▸ Problem to solve
Rewrite the entries from the line containing "with locating black" through the last line of the entries as a Markdown table, with a "No." column numbering the rows and an "Entry line" column holding each line. Leave out any blank lines.

--- Begin Exercise material ---

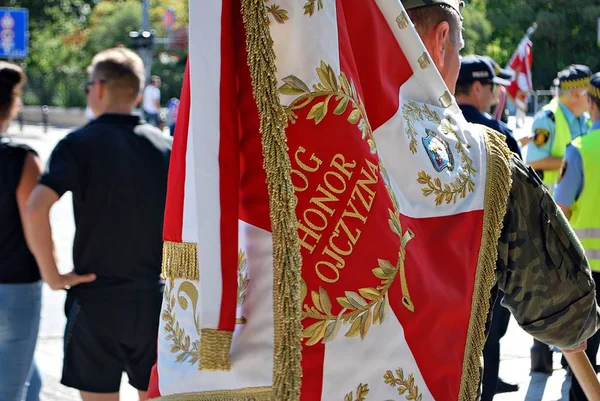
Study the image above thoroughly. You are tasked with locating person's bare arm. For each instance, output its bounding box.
[558,203,571,220]
[528,156,562,171]
[23,185,96,290]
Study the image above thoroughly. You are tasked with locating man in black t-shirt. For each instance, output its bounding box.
[27,48,171,401]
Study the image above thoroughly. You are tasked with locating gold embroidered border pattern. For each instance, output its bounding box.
[402,101,477,206]
[155,387,275,401]
[279,61,376,154]
[200,329,233,371]
[344,368,423,401]
[162,279,200,365]
[402,102,440,154]
[302,210,414,346]
[235,249,250,324]
[265,0,290,24]
[162,241,199,280]
[458,129,512,401]
[383,369,423,401]
[344,383,369,401]
[304,0,323,17]
[279,61,414,346]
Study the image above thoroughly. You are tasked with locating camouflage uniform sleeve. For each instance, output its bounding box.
[496,157,600,349]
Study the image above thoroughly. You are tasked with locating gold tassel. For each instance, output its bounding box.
[242,0,302,401]
[458,127,512,401]
[162,241,199,281]
[199,329,233,371]
[154,387,275,401]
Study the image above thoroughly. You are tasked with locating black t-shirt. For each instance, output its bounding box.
[459,104,523,159]
[0,139,40,284]
[40,114,172,295]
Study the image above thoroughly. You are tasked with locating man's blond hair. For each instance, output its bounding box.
[88,47,145,101]
[408,4,462,44]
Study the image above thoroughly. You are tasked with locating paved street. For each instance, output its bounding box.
[3,120,592,401]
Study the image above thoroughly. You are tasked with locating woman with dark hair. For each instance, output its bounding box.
[0,61,42,401]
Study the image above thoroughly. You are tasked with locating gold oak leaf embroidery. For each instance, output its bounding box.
[383,369,423,401]
[301,210,414,346]
[304,0,323,17]
[162,280,200,365]
[279,61,376,154]
[279,61,415,346]
[235,249,250,324]
[402,102,440,154]
[402,102,477,206]
[265,0,290,24]
[344,383,369,401]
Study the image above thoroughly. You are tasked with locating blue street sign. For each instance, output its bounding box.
[0,8,29,59]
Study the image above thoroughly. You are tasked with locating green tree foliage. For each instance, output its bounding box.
[465,0,600,89]
[6,0,188,107]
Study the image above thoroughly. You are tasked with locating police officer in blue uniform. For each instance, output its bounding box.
[456,56,521,401]
[455,55,521,156]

--- End Exercise material ---

▸ Response
| No. | Entry line |
|---|---|
| 1 | Study the image above thoroughly. You are tasked with locating black t-shirt. For each instance, output its bounding box. |
| 2 | [459,104,523,159] |
| 3 | [0,139,40,284] |
| 4 | [40,114,172,295] |
| 5 | Study the image above thoroughly. You are tasked with locating man's blond hair. For each instance, output its bounding box. |
| 6 | [88,47,145,101] |
| 7 | [408,4,462,44] |
| 8 | Study the image above thoroughly. You are tasked with locating paved street. For each instance, output its bounding box. |
| 9 | [3,120,592,401] |
| 10 | Study the image above thoroughly. You are tasked with locating woman with dark hair. For each instance, output its bounding box. |
| 11 | [0,61,42,401] |
| 12 | Study the image above thoroughly. You are tasked with locating gold oak leaf embroidery. For each instance, output its bounding box. |
| 13 | [383,369,423,401] |
| 14 | [301,210,414,346] |
| 15 | [304,0,323,17] |
| 16 | [162,280,200,365] |
| 17 | [279,61,376,154] |
| 18 | [279,61,415,346] |
| 19 | [235,249,250,324] |
| 20 | [402,102,440,154] |
| 21 | [402,102,477,206] |
| 22 | [265,0,290,24] |
| 23 | [344,383,369,401] |
| 24 | Study the image above thoroughly. You are tasked with locating blue street sign. For each instance, output its bounding box. |
| 25 | [0,8,29,59] |
| 26 | Study the image above thoroughly. You are tasked with locating green tree foliage. For each instance, output its bounding box. |
| 27 | [465,0,600,89] |
| 28 | [6,0,188,107] |
| 29 | Study the image above thoroughly. You are tasked with locating police officer in blue uniform. For each instance, output its bounding box. |
| 30 | [456,56,521,401] |
| 31 | [455,55,521,156] |